--- PROVIDED ENTRIES ---

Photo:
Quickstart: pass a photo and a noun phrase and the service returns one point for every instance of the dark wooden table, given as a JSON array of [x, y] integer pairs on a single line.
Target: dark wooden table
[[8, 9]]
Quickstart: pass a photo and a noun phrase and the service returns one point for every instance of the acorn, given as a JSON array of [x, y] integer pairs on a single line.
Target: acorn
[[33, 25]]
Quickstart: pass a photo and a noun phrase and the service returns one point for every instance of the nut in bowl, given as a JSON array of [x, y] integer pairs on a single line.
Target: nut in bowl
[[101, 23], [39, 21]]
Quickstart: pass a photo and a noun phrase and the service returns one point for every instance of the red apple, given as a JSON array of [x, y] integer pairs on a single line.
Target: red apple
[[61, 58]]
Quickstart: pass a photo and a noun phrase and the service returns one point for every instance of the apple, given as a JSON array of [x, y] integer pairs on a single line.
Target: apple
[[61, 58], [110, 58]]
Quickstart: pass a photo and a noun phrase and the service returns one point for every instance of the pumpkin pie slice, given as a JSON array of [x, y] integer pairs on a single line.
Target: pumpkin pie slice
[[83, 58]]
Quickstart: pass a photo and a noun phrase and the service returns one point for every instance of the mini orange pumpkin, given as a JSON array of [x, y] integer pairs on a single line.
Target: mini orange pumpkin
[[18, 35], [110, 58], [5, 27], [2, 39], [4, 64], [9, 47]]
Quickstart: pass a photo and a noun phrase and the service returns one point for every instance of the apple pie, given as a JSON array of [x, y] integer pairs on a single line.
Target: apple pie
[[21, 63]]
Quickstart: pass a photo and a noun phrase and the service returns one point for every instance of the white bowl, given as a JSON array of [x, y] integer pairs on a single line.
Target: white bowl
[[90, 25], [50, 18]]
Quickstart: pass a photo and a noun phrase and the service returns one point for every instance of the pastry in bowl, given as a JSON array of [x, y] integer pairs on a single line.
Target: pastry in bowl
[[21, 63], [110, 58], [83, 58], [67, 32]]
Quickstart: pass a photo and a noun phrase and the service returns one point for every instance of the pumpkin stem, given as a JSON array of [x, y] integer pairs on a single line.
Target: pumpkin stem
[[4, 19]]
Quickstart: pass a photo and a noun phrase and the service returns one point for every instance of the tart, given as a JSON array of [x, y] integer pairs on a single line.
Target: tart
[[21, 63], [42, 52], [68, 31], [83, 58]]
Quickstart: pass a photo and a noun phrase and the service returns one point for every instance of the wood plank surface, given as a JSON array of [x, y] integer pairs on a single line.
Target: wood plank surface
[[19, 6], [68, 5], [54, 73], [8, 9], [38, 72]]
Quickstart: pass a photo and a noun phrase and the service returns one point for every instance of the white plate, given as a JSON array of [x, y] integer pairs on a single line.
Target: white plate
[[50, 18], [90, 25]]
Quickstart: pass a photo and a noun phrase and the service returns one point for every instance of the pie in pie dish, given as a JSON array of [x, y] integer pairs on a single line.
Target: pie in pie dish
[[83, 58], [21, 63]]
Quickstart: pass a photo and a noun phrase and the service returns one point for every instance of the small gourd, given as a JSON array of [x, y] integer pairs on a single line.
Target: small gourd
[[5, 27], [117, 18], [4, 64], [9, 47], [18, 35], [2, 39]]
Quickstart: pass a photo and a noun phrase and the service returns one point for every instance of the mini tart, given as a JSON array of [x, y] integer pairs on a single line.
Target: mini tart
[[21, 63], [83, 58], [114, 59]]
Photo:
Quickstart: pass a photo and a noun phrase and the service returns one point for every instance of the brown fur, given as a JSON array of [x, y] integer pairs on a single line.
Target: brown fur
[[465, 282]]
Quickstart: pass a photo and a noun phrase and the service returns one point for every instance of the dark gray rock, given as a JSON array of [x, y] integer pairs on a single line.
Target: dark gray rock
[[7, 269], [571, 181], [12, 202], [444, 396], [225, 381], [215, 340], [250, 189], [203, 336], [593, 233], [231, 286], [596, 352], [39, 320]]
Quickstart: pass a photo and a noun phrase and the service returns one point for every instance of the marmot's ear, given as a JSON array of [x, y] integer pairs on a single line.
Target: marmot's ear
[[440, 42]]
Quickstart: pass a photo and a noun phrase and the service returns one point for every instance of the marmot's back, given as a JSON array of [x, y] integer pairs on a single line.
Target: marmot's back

---

**OBJECTIVE:** Render the entries above as a JSON list of strings, one string per line, omitting any blank lines.

**REPLY:**
[
  "Photo:",
  "Quickstart: pass a photo and a noun phrase and the service returns one point for every instance of the dark wooden table, given as a JSON array of [x, y] integer pairs on a single line.",
  "Target: dark wooden table",
  "[[8, 9]]",
  "Quickstart: pass a photo and a noun phrase and the service returns one point for every instance of the acorn, given as a JSON array of [x, y] integer pairs on a single line.",
  "Target: acorn",
  "[[33, 25]]",
  "Quickstart: pass a photo and a noun phrase and the service returns one point for every instance of the nut in bowl, given as a JSON array of [x, y] integer pairs on a single line.",
  "Target: nut in bowl",
  "[[101, 23], [39, 21]]",
  "Quickstart: pass a photo and a noun phrase and the service returns one point for every instance of the red apple, given as a JSON array of [x, y] integer pairs on a single line.",
  "Target: red apple",
  "[[61, 58]]",
  "Quickstart: pass a photo and a noun phrase and the service returns one point for every instance of the apple, given as a JSON array of [x, y] integer pairs on a single line.",
  "Target: apple",
  "[[61, 58], [110, 58]]",
  "Quickstart: pass a photo and a noun phrase and the service returns one point for every instance of the pumpkin pie slice, given as a JSON array of [x, y] integer pairs on a single line.",
  "Target: pumpkin pie slice",
  "[[83, 58]]",
  "Quickstart: pass a photo and a noun phrase and the service returns one point for every instance of the mini orange pumpkin, given as a JSON array of [x, y] integer pairs on a single line.",
  "Target: mini orange pumpkin",
  "[[18, 35], [110, 58], [5, 27], [2, 39], [4, 64], [9, 47]]",
  "Quickstart: pass a photo and a noun phrase and the service returns one point for every instance of the apple pie, given as a JSON array of [x, y] integer pairs on a single line.",
  "Target: apple pie",
  "[[21, 63]]",
  "Quickstart: pass a photo and a noun phrase and the service returns one point for every instance of the white bowl, given as a JSON array of [x, y] integer pairs on a single line.",
  "Target: white bowl",
  "[[90, 25], [50, 18]]",
  "Quickstart: pass a photo and a noun phrase and the service returns one point for every instance of the pastry in bowl, given as a JSON array of [x, y] integer pairs on a single line.",
  "Target: pastry in bowl",
  "[[21, 63], [110, 58], [83, 58], [67, 32]]",
  "Quickstart: pass a photo and a noun phrase and the service returns one point for every instance of the pumpkin stem, given as a JSON array of [x, y] integer pairs on a single line.",
  "Target: pumpkin stem",
  "[[4, 19]]",
  "Quickstart: pass a photo and a noun phrase and the service returns one point for every instance of the tart, given as a JSON array of [x, y] integer pairs on a single line.",
  "Target: tart",
  "[[21, 63], [42, 52], [68, 31], [83, 58]]",
  "Quickstart: pass a photo and a noun phrase and the service returns one point for every instance of the wood plank surface, given as a JSON array of [x, y] integer pairs on a single line.",
  "Target: wood plank surface",
  "[[19, 6], [68, 5], [54, 73], [8, 9], [38, 72]]",
  "Quickstart: pass a photo and a noun phrase and the service returns one point for every instance of the white plate, given as a JSON array of [x, y] integer pairs on a single line.",
  "Target: white plate",
  "[[50, 18], [90, 25]]",
  "Quickstart: pass a photo and a noun phrase and the service returns one point for every instance of the pie in pie dish, given as a JSON array of [x, y] integer pairs on a single line.",
  "Target: pie in pie dish",
  "[[83, 58], [21, 63]]",
  "Quickstart: pass a photo and a noun phrase and the service returns one point for every instance of the small gourd, given as a JSON array of [x, y] integer pairs on a single line.",
  "Target: small gourd",
  "[[5, 27], [117, 18], [4, 64], [9, 47], [18, 35], [2, 39]]",
  "Quickstart: pass a photo and a noun phrase and the service returns one point for every instance of the mini tart, given as a JSON array of [x, y] integer pairs on a single line.",
  "Target: mini tart",
  "[[21, 63], [83, 58], [114, 59]]",
  "Photo:",
  "Quickstart: pass a photo and a noun phrase and the service returns one point for every instance of the brown fur, given as a JSON array of [x, y] integer pairs on a single line.",
  "Target: brown fur",
  "[[465, 282]]",
  "Quickstart: pass a photo and a noun phrase and the service returns one point for every instance of the dark gray rock, given as a JSON array of [x, y] integer pairs on a single line.",
  "Target: dark gray rock",
  "[[7, 269], [571, 181], [12, 202], [444, 396], [225, 381], [215, 340], [250, 189], [203, 336], [593, 233], [231, 286], [596, 352], [39, 320]]",
  "Quickstart: pass a photo and a noun phrase and the service returns one point for every instance of the marmot's ear, given as a JSON array of [x, y] integer pairs on a single line.",
  "Target: marmot's ear",
  "[[440, 42]]",
  "Quickstart: pass a photo and a noun phrase and the service returns one point for every instance of the marmot's back, given as a JSON array of [x, y] integer pairs on a single line.",
  "Target: marmot's back"
]